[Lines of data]
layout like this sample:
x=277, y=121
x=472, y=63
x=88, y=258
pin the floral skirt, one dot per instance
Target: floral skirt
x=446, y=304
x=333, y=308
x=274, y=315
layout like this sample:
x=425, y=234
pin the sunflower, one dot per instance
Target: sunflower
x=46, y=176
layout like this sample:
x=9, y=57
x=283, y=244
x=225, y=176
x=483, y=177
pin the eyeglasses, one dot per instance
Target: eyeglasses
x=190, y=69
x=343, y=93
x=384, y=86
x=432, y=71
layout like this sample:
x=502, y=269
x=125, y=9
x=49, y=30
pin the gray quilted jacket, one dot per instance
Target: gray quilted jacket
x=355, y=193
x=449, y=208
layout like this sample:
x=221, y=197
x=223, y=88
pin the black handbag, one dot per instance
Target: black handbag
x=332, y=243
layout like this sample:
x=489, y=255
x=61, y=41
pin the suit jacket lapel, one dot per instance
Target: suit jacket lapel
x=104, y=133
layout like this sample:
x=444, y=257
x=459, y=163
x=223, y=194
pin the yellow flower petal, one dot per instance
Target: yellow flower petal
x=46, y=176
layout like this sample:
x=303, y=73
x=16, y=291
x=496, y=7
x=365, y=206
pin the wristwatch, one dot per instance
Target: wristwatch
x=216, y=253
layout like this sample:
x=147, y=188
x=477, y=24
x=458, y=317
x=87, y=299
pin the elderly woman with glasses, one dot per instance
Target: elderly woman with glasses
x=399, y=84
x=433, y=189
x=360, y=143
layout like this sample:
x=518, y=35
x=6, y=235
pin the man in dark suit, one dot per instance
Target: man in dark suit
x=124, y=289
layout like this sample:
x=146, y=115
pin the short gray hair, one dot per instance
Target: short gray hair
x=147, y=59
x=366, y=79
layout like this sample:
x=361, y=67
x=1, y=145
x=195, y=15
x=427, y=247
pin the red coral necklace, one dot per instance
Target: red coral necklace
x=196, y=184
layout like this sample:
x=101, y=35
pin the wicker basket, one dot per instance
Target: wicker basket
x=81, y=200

■ EXERCISE BRIEF ■
Repeat each record exactly. Omit nothing.

■ WRITTEN SOLUTION ■
layout like this sample:
x=277, y=121
x=472, y=63
x=88, y=258
pin the floral skirt, one dot per instance
Target: floral skirt
x=446, y=304
x=333, y=308
x=274, y=315
layout like this sample:
x=425, y=234
pin the sunflower, one dot per instance
Target: sunflower
x=46, y=176
layout like this sample:
x=9, y=57
x=283, y=244
x=225, y=176
x=483, y=177
pin the eyeglasses, one dot per instance
Target: eyeglasses
x=190, y=69
x=343, y=93
x=384, y=86
x=432, y=71
layout like this sample:
x=502, y=269
x=125, y=9
x=49, y=30
pin the gray quilted jacket, one dot per instance
Target: gray quilted jacket
x=355, y=193
x=449, y=208
layout like this sample:
x=221, y=197
x=223, y=88
pin the black handbag, one dot per instance
Target: black handbag
x=332, y=243
layout like this sample:
x=489, y=255
x=61, y=41
pin the suit jacket lapel, one dot per instance
Target: suit jacket lapel
x=104, y=133
layout like this sample:
x=444, y=257
x=459, y=163
x=223, y=194
pin the yellow flower petal, one dot per instance
Target: yellow flower petal
x=46, y=176
layout like this sample:
x=303, y=73
x=16, y=291
x=496, y=7
x=365, y=206
pin the wristwatch, one dot per instance
Target: wristwatch
x=216, y=253
layout like this sample:
x=147, y=188
x=477, y=24
x=458, y=317
x=87, y=299
pin the elderly woman with glasses, one dot per instance
Target: elderly woman with glasses
x=399, y=84
x=433, y=189
x=360, y=143
layout like this sample:
x=518, y=35
x=6, y=235
pin the man in dark suit, one dot per instance
Target: man in dark suit
x=124, y=289
layout like this sample:
x=146, y=115
pin the short gray hair, one dot per instance
Target: short gray hair
x=147, y=59
x=366, y=79
layout like this sample:
x=361, y=67
x=1, y=145
x=195, y=15
x=427, y=247
pin the red coral necklace, one dot per instance
Target: red coral necklace
x=196, y=184
layout like this sample:
x=101, y=35
pin the wicker basket, one dot per instance
Target: wicker basket
x=81, y=200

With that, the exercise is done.